## Directive
Can you copy every one of the entries below word for word, leaving the picture out of your answer?
______________________________
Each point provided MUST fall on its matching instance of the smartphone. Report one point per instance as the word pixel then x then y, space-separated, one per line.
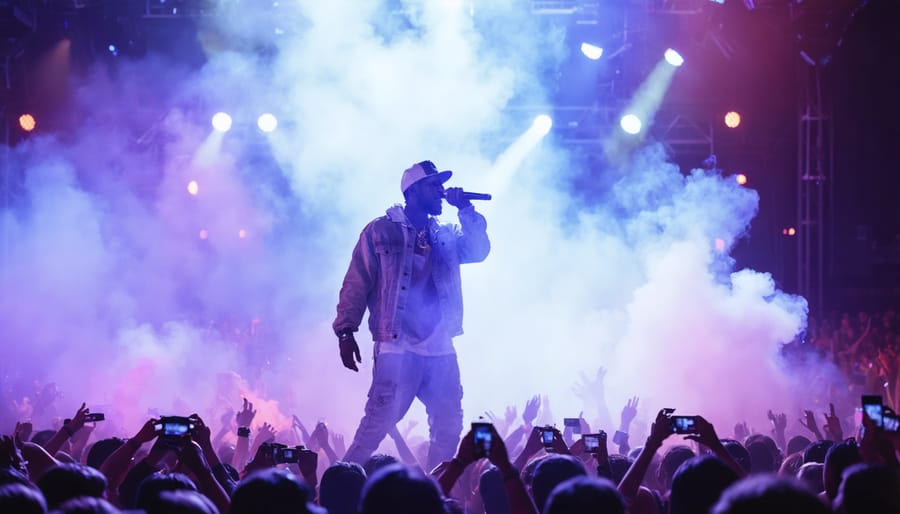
pixel 684 424
pixel 547 436
pixel 483 436
pixel 891 423
pixel 593 442
pixel 174 426
pixel 874 409
pixel 285 455
pixel 574 424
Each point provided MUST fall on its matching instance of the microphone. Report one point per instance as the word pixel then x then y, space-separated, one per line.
pixel 476 196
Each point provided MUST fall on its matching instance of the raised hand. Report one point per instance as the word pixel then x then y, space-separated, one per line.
pixel 810 423
pixel 779 421
pixel 532 407
pixel 706 434
pixel 741 431
pixel 266 433
pixel 660 429
pixel 833 424
pixel 245 416
pixel 320 434
pixel 337 440
pixel 629 412
pixel 22 432
pixel 78 419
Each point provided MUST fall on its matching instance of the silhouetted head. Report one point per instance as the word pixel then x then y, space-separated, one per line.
pixel 839 457
pixel 378 461
pixel 798 443
pixel 585 495
pixel 551 472
pixel 397 489
pixel 739 453
pixel 698 484
pixel 816 451
pixel 67 481
pixel 86 505
pixel 341 487
pixel 791 465
pixel 769 494
pixel 153 485
pixel 272 491
pixel 671 461
pixel 103 449
pixel 761 458
pixel 21 499
pixel 869 489
pixel 181 502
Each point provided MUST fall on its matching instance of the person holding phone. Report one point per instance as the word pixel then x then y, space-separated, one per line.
pixel 405 271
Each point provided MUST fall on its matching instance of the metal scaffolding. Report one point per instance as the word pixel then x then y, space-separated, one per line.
pixel 815 173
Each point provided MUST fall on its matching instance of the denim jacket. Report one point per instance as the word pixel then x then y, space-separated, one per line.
pixel 381 269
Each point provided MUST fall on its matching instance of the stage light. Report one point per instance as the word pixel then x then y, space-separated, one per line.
pixel 221 122
pixel 542 124
pixel 27 122
pixel 592 52
pixel 630 124
pixel 267 122
pixel 673 58
pixel 732 119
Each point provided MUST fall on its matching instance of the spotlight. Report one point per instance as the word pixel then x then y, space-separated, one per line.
pixel 222 122
pixel 732 119
pixel 630 124
pixel 27 122
pixel 267 122
pixel 674 58
pixel 542 124
pixel 592 52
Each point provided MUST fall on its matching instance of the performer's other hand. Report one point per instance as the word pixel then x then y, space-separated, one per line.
pixel 349 350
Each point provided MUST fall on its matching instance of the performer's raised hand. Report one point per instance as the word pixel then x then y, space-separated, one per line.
pixel 349 350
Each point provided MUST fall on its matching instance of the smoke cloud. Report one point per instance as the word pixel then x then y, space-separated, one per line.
pixel 111 292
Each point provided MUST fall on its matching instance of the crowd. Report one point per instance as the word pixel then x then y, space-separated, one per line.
pixel 513 464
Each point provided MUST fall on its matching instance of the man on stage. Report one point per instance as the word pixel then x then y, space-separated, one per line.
pixel 405 270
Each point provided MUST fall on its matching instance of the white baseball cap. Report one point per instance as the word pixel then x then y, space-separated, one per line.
pixel 419 171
______________________________
## Solution for this problem
Each point provided MUST fall on its matching instance of the smartphone. Report one point per instance as the word pixel then x then y, space-separated, one per line.
pixel 684 424
pixel 547 436
pixel 483 436
pixel 891 423
pixel 593 442
pixel 174 426
pixel 874 409
pixel 285 455
pixel 574 424
Each point provided MUST fall on its matching instance of the microphone. Report one point per instance as the word pixel then x then y, space-separated, one per line.
pixel 476 196
Each point provided MUST fall on its matching instance of the raised hand. Report one point per instance as the word pixel then x then y, space-separated, one per line.
pixel 810 423
pixel 779 421
pixel 532 407
pixel 706 434
pixel 741 431
pixel 266 433
pixel 660 429
pixel 833 424
pixel 245 416
pixel 320 434
pixel 337 440
pixel 629 412
pixel 22 432
pixel 78 419
Each point provided MUST fall on its matching instance of the silhouetted head. Report one point per instance as the word pixel then x then y, space-separated, one per line.
pixel 839 457
pixel 378 461
pixel 798 443
pixel 585 495
pixel 551 472
pixel 397 489
pixel 739 453
pixel 698 484
pixel 816 451
pixel 67 481
pixel 86 505
pixel 341 487
pixel 791 465
pixel 769 494
pixel 153 485
pixel 272 491
pixel 671 461
pixel 103 449
pixel 761 458
pixel 21 499
pixel 869 489
pixel 181 502
Each point provided MUST fall on its matching instance of the person holding phone. Report one point per instance as the word pixel then x then y, space-separated, one per line.
pixel 405 271
Each point provided MUST fall on its matching instance of the metal scaffolding. Report one point per instance as the word pixel then x then y, space-separated, one per line.
pixel 815 173
Each point provided MUST fall on its matching instance of the denim jacket. Report one point per instance as the word pixel then x then y, space-separated, one per line.
pixel 381 269
Each point provided MUST fall on its matching instance of the stage light. Report one point per instance as the word pixel then x then y, space-separated, one per line.
pixel 221 122
pixel 542 124
pixel 27 122
pixel 592 52
pixel 630 124
pixel 267 122
pixel 673 58
pixel 732 119
Each point provided MUST fall on its matching instance of the spotlight. Report one point per instance as the word pixel then x then y, space-separated, one per line.
pixel 222 122
pixel 732 119
pixel 630 124
pixel 27 122
pixel 267 122
pixel 674 58
pixel 542 124
pixel 592 52
Each point provided MUST fall on its matching instance of the performer's other hand. Report one point per instance as the word pixel then x then y, space-separated, one per line.
pixel 349 350
Each point provided MUST fall on its matching instance of the performer's raised hand. Report one point per instance as the word pixel then x then y, space-separated, one per line.
pixel 349 350
Each point provided MUST fall on its matching instance of the smoke cloud. Report one point per instance as the word pixel then x then y, space-separated, one per line.
pixel 111 292
Each point provided MUST fall on its matching instance of the crowd. Report one point per instance as the word pixel then x then y, space-separated, one per line.
pixel 513 464
Each point provided MUST fall on its matching instance of the man on stage. Report one point per instance as the word pixel then x then y, space-separated, one per line.
pixel 405 270
Each point provided MUST fall on its matching instance of the white baseball cap. Report one point per instance as the word pixel then x then y, space-separated, one per line.
pixel 419 171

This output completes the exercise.